_Texto apresentado_
-*-

A possibilidade de o juiz se utilizar de poderes instrutórios, mesmo que essa iniciativa se mostre supletiva à atividade das partes, não deixa de arranhar, ainda que de maneira sutil, o princípio acusatório (e, com ele, os seus consectários, como da presunção de inocência), pois, da prova produzida de ofício, sempre poderão ser carreados aos autos elementos contrários ao acusado. Enfim, a situação jurídica do acusado sempre poderá piorar com a iniciativa instrutória do juiz, nunca o contrário[39]. A instituição de poderes instrutórios pelo magistrado, apesar de não ser tida por nós como alternativa totalmente ilegítima, ou inconstitucional, não nos parece e melhor opção.

Argumenta-se, para justificar os poderes instrutórios do magistrado, que a possibilidade ofertada ao magistrado implica reforço à isonomia entre as partes, na medida em que o poder instrutório, em muitos casos, ajuda a desnivelar a desigualdade existente no processo entre acusação e defesa. Em que pese o respeito à opinião exposta, ocorrerá, justamente, o contrário, já que a parte hipossuficiente no processo penal só poderá vir a ser prejudicada com a produção de prova pelo juiz. Por fim, é de se convir: em vez de se procurar estruturar o Judiciário e o Ministério Público, não seria o caso de se investir mais nas Defensorias Públicas e, nas localidades onde não haja o seu exercício a contento, na assistência/convênio por meio da honrosa atividade de advogados?

Segundo bem ensina Aury Lopes Júnior, se há problemas com a estrutura do Estado, seja na acusação ou na defesa do indivíduo, deve-se “fortalecer a estrutura dialética e não destruí-la, com a atribuição de poderes instrutórios ao juiz”[40] .

Enfim, cada ator processual deve ser colocado em seu devido lugar. Cada parte tem que ter a sua responsabilidade e atuar conforme a sua condição[41].

Somente com essa tomada de posição, com a assunção de que cada parte deve cuidar do seu caso, sendo que a sua inércia não será suprida pelo juiz, é que cada um vai passar a assumir sua responsabilidade e os riscos de sua atuação. No final, todos se esforçarão ao máximo para cumprir o seu papel, trazendo elementos que ajudam a criar um clima em que o contraditório efetivo possa, de fato, ocorrer.

-*-

[Entradas da coleção]
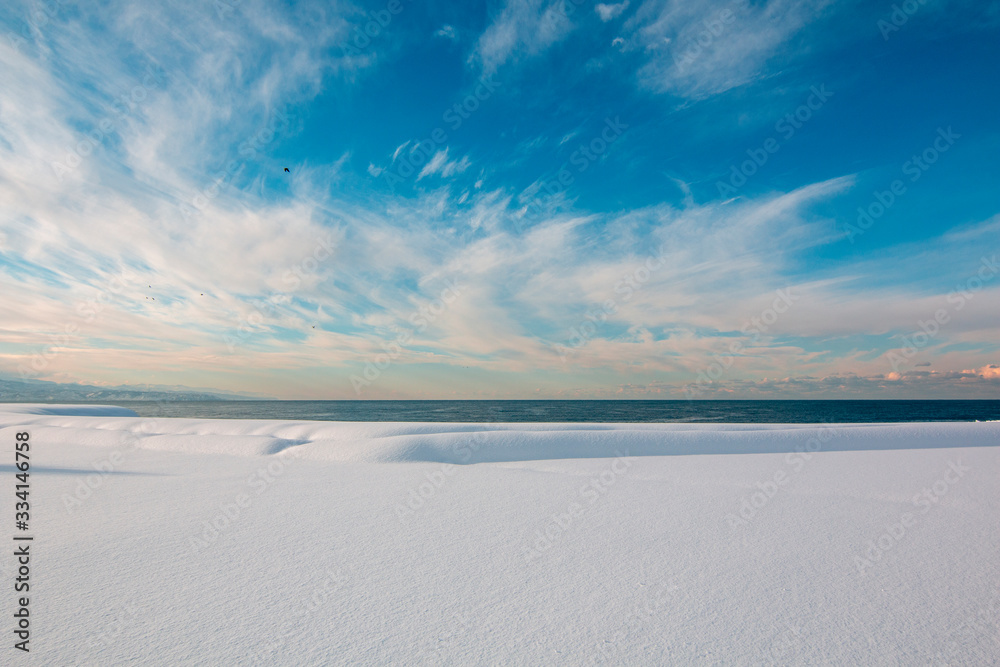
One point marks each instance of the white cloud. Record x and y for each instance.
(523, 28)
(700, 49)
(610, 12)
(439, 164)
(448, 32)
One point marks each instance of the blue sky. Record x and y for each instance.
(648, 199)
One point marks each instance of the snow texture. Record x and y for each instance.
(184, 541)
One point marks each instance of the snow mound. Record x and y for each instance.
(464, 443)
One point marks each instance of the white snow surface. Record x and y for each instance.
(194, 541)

-*-

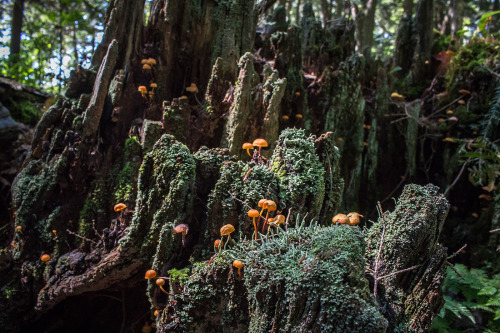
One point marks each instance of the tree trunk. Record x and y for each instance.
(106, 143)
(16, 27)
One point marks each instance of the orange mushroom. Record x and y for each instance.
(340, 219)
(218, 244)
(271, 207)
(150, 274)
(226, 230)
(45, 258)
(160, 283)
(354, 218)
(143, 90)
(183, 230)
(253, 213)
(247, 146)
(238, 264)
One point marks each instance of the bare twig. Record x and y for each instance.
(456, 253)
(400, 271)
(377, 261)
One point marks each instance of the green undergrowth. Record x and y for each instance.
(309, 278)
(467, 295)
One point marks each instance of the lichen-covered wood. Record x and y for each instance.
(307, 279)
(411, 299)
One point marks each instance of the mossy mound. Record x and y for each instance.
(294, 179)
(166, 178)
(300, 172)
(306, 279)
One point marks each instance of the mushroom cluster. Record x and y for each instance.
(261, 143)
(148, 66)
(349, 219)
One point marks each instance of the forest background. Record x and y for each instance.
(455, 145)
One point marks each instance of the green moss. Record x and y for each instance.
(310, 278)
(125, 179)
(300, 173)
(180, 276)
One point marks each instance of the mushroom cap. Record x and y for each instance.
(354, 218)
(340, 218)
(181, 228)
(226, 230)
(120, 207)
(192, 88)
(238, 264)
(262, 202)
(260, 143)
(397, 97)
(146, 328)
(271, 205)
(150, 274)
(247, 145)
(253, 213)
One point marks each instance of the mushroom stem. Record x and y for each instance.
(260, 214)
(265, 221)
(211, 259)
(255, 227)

-*-

_Problema proposto_
Você pode dar prosseguimento ao texto sobre os poderes instrutórios do juiz no processo penal, começando logo após a última frase?

_Problema resolvido_
Entende-se que somente com essa concepção, de um processo de partes, consegue-se chegar a um resultado mais satisfatório, do ponto de um melhor acertamento do fato investigado. Muito ao contrário do que se possa imaginar, em invés de dificultar o julgamento pelo juiz, ou de, supostamente, prejudicar a busca de um melhor acertamento dos fatos, é justamente com essa concepção de processo que se garante um método mais eficaz para se chegar, justamente, a um resultado mais próximo possível da justiça de uma verdade mais próxima possível dos fatos ocorridos extra autos.


Notas e Referências:

[1] ZILLI, Marcos Alexandre Coelho. A iniciativa instrutória do juiz no processo penal. São Paulo, RT, 2003, p. 35-36.

[2] ZILLI, Marcos Alexandre Coelho. A iniciativa instrutória do juiz no processo penal, p. 39.

[3]  MOURA, Maria Thereza Rocha de Assis. A prova por indícios no processo penal. Rio de Janeiro: Lumen Juris, 2009 (reimpressão da 1ª ed.), p. 15.

[4] A finalidade do processo servia, assim, para a punição do acusado. Nesse sentido, cf.: PEDROSO, Fernando de Almeida. Processo Penal. O direito de defesa: repercussão, amplitude e limites. 3ª ed. São Paulo: RT, 2001, p. 21.

[5] Em um primeiro momento, vale observar, com Ada Pellegrini Grinover, que “o sigilo do processo foi instituído para proteger os indivíduos, sendo que “o segredo foi utilizado não apenas para assegurar o bom êxito das investigações, mas também para evitar que os humildes fossem vítimas da cólera dos poderosos, e que os homens de bem sofressem na boa fama; o processo secreto foi documentado pela redução a escrito de todos os seus atos (quod non est in actis non est in mundo)” (GRINOVER, Ada Pellegrini. Liberdades públicas e processo penal: as interceptações telefônicas. São Paulo: Saraiva, 1976, p. 45). Contudo, posteriormente, o sigilo, então usado para proteção do indivíduo, foi empregado em seu prejuízo.

[6] ZILLI, Marcos Alexandre Coelho. A iniciativa instrutória do juiz no processo penal, p. 39.

[7] GLOECKNER, Ricardo Jacobsen. Uma nova teoria das nulidades: processo penal e instrumentalidade constitucional. Tese (Doutorado) apresentada perante a Faculdade de Direito da Universidade Federal do Paraná (UFPR), Paraná, 2010 p. 01.

[8] LOPES JÚNIOR, Aury. Direito processual penal. 11.ª ed. São Paulo: Saraiva, 2014, p. 105.

[9] ZILLI, Marcos Alexandre Coelho. A iniciativa instrutória do juiz no processo penal, p. 40.

[10] “Daí a denominação de sistema misto: existência de uma fase inquisitorial secreta, presidida pelo juiz, sem participação da defesa, e de uma fase pública contraditória, com a intervenção da acusação e defesa” (FERNANDES, Antonio Scarance. A reação defensiva à imputação. São Paulo: RT, 2002, p. 56-57).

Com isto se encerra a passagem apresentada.